Using the blog post on adjusting sleep before a cruise, explain in one to three sentences why the writer started shifting their sleep schedule this week.

### Text under study:
══════════════════════════════

No sooner had I finished writing last week’s blog about sleep than it dawned on me that I had to start preparing for our upcoming Mediterranean cruise. We fly to Athens on October 29th which means that we have 3 weeks to adjust our sleep patterns to compensate for the 7 hours we’ll lose on the flight.

We booked the cruise months ago and I have been eagerly looking forward to it, but now all of a sudden it is imminent, and now, also, I am acutely aware that having my circadian rhythm out-of-joint for a week while I adjusted 1 hour per day was not the best way to get the most out of the trip. So I began the transition this week.

The task before me is pretty daunting. I normally go to bed around 11:30pm and get up at 7:30am. But in Greek time, that would be like going to sleep at 6:30am after pulling an all-nighter. Not good.

══════════════════════════════

### Recorded information:

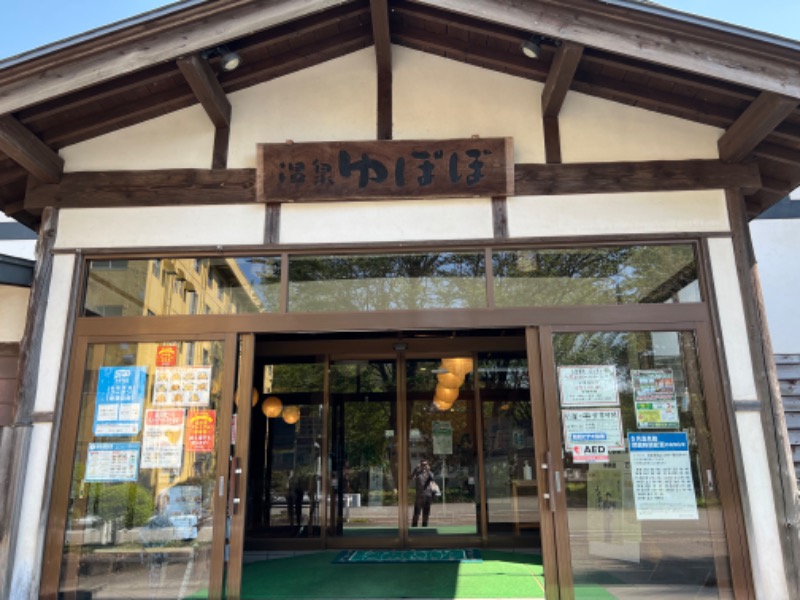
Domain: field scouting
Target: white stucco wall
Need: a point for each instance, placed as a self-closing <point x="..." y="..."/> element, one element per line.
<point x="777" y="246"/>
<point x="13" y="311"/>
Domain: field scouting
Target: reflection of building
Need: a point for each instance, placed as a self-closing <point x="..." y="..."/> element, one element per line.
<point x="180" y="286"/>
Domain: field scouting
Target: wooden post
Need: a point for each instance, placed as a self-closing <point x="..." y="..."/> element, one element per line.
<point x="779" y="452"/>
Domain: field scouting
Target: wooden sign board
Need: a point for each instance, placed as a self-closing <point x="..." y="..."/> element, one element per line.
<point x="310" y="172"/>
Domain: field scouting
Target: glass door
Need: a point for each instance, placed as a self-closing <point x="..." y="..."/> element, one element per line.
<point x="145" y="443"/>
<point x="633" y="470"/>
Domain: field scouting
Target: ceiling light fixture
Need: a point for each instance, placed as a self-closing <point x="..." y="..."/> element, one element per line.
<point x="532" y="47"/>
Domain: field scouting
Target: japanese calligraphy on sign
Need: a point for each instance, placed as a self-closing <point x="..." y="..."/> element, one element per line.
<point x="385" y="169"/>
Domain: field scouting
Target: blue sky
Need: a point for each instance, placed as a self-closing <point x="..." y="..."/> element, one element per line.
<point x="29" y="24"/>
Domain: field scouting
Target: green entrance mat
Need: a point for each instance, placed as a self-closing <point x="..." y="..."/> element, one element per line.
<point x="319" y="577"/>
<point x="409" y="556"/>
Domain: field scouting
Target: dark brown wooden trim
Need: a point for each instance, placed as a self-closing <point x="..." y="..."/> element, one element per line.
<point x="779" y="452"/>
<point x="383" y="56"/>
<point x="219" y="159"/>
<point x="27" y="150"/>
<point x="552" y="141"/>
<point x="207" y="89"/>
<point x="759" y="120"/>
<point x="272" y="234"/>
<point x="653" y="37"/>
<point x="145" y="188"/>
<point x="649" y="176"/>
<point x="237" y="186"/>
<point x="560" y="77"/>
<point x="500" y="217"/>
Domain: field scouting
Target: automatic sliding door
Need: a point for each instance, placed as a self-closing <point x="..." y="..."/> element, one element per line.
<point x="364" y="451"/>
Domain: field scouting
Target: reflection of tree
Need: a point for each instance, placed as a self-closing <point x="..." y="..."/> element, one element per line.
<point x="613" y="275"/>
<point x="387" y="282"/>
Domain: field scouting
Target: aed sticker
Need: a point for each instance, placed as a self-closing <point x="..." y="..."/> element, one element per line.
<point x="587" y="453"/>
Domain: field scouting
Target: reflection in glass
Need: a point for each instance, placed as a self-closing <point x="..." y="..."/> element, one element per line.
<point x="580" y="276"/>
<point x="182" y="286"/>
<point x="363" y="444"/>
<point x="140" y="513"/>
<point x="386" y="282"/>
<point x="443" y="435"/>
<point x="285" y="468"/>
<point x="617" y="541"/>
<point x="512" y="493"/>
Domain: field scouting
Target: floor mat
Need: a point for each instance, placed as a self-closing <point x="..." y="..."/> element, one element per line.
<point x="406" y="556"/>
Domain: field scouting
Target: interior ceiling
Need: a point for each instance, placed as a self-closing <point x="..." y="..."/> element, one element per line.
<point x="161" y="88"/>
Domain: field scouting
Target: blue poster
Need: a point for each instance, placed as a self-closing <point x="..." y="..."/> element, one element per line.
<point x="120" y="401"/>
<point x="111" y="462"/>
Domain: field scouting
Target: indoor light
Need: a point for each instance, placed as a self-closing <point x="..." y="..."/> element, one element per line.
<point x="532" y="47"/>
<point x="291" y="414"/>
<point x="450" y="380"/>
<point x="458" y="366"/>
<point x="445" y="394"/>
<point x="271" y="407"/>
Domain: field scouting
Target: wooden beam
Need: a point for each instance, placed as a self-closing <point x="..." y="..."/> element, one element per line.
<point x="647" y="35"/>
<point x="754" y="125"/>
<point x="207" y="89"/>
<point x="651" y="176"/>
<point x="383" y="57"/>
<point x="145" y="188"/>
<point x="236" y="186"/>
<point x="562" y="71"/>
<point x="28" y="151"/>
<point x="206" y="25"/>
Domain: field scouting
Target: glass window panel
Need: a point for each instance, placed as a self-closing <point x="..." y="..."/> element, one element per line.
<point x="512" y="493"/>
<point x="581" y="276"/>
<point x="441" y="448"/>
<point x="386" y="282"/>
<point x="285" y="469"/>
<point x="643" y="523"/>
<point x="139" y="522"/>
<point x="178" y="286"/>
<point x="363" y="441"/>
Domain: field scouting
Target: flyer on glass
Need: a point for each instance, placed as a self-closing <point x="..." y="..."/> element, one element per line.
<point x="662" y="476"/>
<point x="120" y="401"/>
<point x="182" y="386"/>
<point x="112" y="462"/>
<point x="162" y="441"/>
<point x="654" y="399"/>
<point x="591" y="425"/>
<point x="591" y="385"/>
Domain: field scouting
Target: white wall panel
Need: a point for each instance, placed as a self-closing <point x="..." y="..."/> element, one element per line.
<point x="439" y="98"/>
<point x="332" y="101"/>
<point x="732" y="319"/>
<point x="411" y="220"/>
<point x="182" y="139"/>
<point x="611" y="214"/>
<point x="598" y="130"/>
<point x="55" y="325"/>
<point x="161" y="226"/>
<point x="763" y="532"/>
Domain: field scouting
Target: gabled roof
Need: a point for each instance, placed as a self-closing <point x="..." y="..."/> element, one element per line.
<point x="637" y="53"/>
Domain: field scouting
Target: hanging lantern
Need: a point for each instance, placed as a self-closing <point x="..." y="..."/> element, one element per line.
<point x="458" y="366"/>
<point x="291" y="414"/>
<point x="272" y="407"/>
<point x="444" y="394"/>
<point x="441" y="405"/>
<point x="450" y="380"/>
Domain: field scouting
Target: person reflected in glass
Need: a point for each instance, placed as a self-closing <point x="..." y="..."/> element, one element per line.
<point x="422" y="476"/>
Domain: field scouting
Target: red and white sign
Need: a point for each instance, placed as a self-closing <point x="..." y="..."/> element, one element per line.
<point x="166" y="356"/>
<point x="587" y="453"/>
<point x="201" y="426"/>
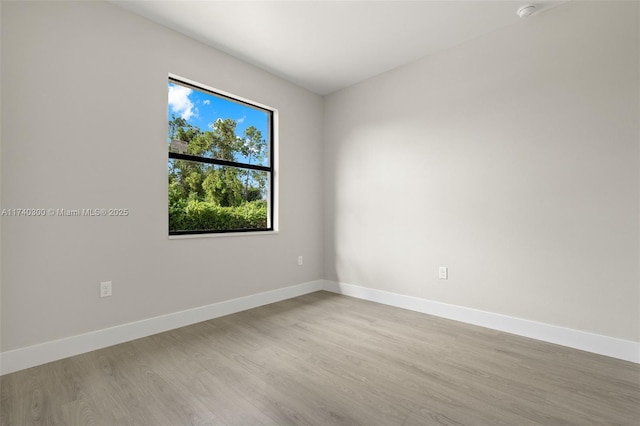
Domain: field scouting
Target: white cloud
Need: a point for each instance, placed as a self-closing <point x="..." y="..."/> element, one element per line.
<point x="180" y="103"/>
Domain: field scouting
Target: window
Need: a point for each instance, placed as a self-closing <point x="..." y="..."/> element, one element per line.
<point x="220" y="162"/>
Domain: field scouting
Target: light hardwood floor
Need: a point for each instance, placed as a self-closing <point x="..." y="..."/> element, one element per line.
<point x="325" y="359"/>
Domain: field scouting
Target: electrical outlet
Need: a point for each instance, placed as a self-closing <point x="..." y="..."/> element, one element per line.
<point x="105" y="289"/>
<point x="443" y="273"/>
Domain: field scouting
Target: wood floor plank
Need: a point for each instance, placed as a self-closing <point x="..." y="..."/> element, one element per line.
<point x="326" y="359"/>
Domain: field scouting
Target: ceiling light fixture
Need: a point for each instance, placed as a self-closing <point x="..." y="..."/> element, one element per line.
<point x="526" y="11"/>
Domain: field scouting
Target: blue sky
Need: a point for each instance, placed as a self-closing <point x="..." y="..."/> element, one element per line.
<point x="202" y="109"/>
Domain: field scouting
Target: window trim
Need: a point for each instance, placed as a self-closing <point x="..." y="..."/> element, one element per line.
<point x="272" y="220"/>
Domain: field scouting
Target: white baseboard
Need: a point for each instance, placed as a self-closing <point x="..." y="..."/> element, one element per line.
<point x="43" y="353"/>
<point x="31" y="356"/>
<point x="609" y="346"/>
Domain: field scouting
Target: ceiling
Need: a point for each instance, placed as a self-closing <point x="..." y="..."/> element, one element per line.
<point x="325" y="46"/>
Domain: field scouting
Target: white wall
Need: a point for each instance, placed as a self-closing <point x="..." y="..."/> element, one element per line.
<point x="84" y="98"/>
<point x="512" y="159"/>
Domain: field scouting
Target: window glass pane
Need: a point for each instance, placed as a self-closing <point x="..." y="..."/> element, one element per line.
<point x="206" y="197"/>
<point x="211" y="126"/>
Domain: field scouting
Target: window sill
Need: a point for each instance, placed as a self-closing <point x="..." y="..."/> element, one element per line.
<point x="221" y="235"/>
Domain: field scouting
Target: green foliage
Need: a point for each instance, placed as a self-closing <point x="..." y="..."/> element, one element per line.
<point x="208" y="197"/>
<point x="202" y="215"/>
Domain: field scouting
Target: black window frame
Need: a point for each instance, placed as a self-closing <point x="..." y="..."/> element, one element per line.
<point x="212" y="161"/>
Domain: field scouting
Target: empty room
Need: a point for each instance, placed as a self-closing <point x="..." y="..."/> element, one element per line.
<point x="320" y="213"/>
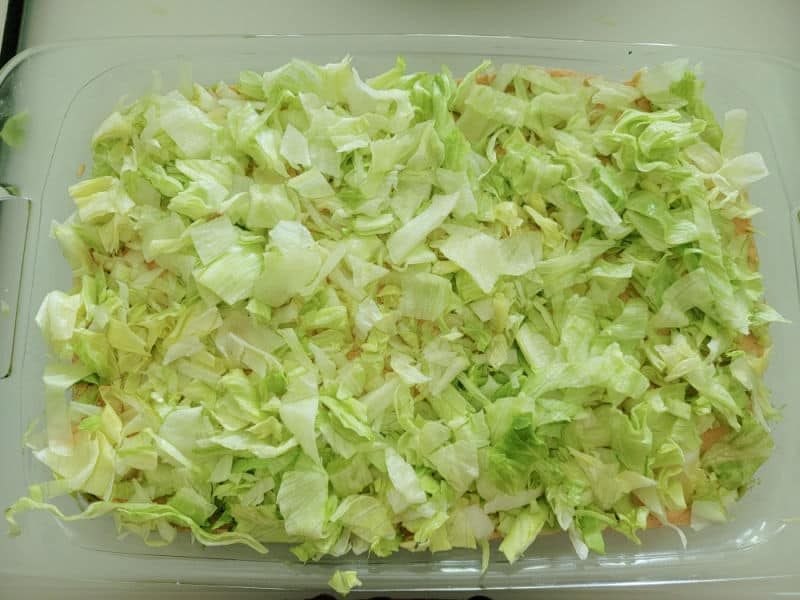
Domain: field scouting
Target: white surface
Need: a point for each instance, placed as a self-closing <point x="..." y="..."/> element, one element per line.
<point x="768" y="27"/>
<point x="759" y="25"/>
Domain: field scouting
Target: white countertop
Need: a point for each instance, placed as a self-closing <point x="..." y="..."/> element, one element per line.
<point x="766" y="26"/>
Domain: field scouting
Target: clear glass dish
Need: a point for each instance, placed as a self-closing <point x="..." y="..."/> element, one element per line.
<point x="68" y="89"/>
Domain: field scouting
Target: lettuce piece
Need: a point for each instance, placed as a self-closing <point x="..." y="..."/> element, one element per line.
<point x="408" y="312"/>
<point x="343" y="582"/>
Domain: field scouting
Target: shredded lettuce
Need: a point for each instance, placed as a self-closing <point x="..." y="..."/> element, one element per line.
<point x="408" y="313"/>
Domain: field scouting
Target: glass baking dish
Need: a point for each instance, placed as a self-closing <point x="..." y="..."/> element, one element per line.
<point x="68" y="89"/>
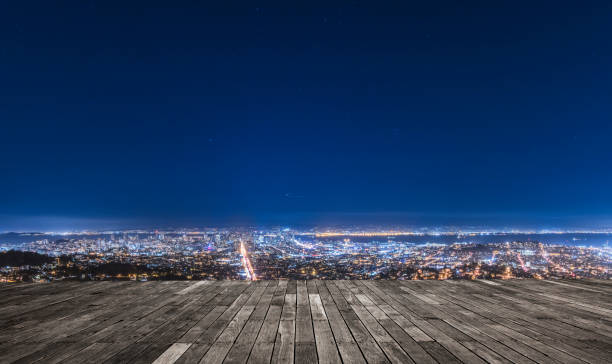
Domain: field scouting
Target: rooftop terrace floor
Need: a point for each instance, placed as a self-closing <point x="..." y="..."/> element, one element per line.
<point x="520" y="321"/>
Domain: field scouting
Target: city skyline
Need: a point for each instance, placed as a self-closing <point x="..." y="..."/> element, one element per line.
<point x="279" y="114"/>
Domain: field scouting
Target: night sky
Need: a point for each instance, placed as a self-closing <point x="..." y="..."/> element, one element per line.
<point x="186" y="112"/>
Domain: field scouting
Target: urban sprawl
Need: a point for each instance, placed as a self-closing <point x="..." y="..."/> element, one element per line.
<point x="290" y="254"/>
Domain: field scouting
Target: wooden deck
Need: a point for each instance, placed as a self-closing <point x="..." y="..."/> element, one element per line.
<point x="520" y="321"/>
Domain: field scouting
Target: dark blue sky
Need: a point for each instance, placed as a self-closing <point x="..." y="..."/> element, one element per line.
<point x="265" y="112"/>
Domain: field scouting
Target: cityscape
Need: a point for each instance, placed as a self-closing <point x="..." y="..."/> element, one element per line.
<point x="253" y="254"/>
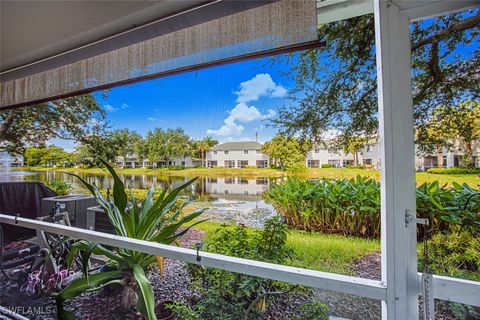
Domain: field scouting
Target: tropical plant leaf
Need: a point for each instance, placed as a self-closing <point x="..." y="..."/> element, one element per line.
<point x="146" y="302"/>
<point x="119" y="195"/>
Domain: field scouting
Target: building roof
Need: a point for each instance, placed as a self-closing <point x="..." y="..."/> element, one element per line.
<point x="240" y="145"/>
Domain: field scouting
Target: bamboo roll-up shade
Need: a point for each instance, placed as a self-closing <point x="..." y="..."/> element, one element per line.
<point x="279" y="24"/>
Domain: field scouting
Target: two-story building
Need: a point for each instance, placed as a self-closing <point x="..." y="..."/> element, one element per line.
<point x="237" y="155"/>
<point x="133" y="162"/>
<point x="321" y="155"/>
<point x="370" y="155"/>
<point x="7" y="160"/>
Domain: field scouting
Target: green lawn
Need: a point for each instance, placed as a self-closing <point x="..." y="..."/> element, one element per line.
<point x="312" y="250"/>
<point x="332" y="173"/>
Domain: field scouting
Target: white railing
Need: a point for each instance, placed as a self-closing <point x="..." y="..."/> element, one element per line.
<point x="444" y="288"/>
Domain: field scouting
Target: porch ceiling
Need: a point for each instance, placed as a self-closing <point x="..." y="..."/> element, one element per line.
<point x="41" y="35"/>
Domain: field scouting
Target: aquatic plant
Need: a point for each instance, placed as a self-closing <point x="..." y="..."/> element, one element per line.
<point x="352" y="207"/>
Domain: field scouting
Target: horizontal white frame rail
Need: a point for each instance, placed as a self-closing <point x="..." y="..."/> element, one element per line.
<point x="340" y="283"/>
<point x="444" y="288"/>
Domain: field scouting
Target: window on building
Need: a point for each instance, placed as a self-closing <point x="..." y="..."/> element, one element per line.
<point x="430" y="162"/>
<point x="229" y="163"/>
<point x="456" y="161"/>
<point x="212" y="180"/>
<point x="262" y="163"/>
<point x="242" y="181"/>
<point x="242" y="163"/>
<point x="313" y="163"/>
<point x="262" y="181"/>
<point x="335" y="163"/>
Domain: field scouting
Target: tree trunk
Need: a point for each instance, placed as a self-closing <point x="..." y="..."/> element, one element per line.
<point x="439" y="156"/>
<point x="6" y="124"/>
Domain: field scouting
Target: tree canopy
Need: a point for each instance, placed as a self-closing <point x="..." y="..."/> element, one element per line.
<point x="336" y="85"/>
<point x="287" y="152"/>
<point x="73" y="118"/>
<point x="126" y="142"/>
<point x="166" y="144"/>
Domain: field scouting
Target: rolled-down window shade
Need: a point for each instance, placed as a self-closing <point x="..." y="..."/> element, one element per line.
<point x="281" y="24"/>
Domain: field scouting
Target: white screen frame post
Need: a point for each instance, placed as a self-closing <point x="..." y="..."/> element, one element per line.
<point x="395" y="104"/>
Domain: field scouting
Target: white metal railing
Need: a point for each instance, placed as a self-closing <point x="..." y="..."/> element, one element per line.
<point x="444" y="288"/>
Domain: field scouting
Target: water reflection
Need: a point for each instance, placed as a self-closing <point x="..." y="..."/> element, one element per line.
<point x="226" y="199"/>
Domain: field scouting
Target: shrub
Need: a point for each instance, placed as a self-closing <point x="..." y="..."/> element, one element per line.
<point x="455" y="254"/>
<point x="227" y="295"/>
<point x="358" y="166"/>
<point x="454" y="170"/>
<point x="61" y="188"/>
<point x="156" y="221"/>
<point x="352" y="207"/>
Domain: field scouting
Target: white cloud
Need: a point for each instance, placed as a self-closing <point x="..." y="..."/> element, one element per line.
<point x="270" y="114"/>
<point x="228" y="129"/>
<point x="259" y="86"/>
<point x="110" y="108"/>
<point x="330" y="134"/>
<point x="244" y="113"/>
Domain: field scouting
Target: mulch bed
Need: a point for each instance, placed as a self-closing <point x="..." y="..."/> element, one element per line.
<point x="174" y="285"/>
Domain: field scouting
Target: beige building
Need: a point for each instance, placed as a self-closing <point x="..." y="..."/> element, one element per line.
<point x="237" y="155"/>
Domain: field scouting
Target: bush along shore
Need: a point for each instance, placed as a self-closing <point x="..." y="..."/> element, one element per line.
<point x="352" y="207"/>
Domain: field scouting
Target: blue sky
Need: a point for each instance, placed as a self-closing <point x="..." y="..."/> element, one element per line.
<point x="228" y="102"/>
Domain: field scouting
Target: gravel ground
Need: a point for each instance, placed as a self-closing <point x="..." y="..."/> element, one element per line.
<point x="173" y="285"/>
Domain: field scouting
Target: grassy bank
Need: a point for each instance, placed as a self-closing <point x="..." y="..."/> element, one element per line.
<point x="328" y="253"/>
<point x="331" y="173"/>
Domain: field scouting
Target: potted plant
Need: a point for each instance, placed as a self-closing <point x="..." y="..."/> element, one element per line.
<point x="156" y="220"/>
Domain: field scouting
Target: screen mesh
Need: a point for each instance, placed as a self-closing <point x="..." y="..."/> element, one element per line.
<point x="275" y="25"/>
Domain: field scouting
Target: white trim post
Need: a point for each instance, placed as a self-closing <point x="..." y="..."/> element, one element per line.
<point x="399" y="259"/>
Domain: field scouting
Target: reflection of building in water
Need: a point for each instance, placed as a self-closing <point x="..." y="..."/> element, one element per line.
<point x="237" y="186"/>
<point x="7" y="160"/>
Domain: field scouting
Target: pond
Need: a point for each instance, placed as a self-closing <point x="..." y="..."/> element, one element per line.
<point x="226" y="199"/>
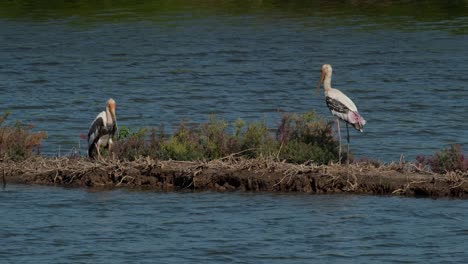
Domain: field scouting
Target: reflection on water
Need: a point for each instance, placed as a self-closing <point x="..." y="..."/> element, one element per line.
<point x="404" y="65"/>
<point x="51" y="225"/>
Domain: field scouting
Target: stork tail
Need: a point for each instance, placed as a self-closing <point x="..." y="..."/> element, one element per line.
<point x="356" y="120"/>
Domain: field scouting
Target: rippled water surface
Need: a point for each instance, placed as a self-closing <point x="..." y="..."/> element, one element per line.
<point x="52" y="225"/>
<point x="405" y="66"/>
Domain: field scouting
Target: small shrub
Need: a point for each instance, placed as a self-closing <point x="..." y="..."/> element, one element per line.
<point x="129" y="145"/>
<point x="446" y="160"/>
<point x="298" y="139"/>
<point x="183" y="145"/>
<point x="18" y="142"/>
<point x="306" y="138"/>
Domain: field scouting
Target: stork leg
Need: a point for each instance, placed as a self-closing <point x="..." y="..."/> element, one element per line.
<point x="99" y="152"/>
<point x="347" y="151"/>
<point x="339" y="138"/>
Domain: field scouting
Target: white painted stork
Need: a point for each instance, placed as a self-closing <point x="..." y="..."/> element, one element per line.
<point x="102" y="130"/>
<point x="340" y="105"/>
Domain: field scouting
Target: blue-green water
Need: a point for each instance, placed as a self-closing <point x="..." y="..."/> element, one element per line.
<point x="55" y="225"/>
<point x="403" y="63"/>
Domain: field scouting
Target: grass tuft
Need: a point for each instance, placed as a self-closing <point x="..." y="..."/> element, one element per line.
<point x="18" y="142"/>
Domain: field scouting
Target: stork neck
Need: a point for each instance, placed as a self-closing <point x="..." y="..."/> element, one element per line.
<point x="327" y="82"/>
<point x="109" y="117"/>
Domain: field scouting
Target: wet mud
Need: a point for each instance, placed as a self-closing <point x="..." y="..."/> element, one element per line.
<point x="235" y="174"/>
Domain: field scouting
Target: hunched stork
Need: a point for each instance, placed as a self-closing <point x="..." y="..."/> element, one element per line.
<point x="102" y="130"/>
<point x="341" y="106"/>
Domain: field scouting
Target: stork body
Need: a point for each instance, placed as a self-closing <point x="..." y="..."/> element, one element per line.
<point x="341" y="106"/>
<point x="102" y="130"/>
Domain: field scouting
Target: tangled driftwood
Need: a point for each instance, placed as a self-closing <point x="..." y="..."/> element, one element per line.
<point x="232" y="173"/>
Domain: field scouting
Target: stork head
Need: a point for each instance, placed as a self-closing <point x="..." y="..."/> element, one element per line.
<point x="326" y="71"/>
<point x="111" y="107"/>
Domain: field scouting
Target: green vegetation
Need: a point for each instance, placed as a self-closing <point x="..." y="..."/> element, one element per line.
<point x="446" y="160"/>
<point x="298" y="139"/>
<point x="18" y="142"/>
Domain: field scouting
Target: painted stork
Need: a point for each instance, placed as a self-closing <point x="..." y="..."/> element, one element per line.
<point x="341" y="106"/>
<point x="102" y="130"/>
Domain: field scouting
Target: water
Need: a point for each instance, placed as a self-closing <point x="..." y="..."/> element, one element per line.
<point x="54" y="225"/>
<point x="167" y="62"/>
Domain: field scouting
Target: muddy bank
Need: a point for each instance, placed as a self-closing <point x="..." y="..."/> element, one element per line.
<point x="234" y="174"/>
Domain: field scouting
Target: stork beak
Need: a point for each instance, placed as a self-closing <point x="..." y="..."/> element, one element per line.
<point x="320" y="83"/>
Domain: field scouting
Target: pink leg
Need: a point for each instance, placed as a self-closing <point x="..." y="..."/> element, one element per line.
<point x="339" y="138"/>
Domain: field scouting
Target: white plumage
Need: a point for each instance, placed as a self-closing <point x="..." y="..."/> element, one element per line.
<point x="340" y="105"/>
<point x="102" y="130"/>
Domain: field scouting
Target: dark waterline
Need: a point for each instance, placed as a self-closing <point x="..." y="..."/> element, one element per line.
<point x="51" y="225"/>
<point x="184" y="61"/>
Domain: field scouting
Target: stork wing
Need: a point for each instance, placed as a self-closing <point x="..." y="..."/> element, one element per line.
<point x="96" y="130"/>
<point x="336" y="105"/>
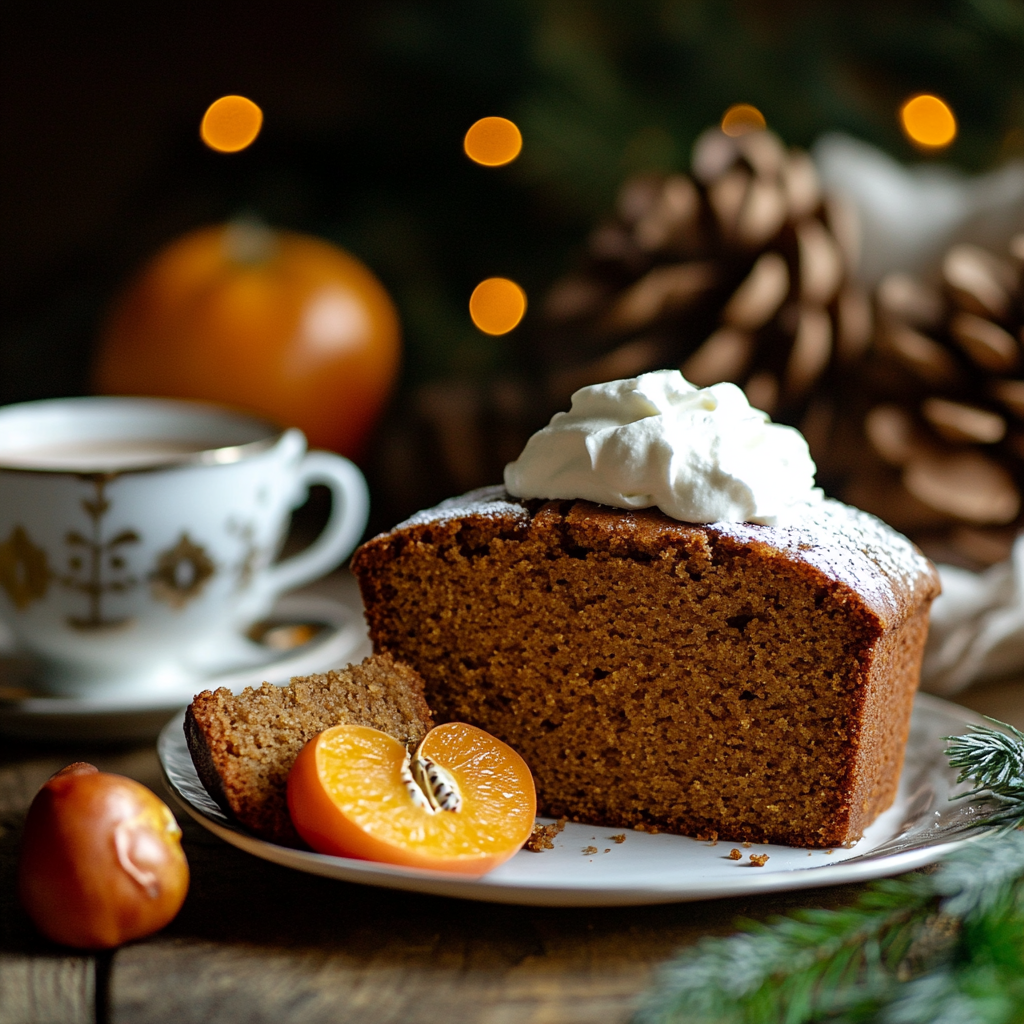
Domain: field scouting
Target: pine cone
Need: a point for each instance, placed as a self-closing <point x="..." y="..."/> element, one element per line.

══════════════════════════════

### Written solution:
The writer realized that spending a week on the trip with their circadian rhythm out of joint, adjusting only 1 hour per day, would not be the best way to get the most out of it. The flight to Athens on October 29th leaves 3 weeks to adjust for the 7 hours they will lose, so they began the transition now.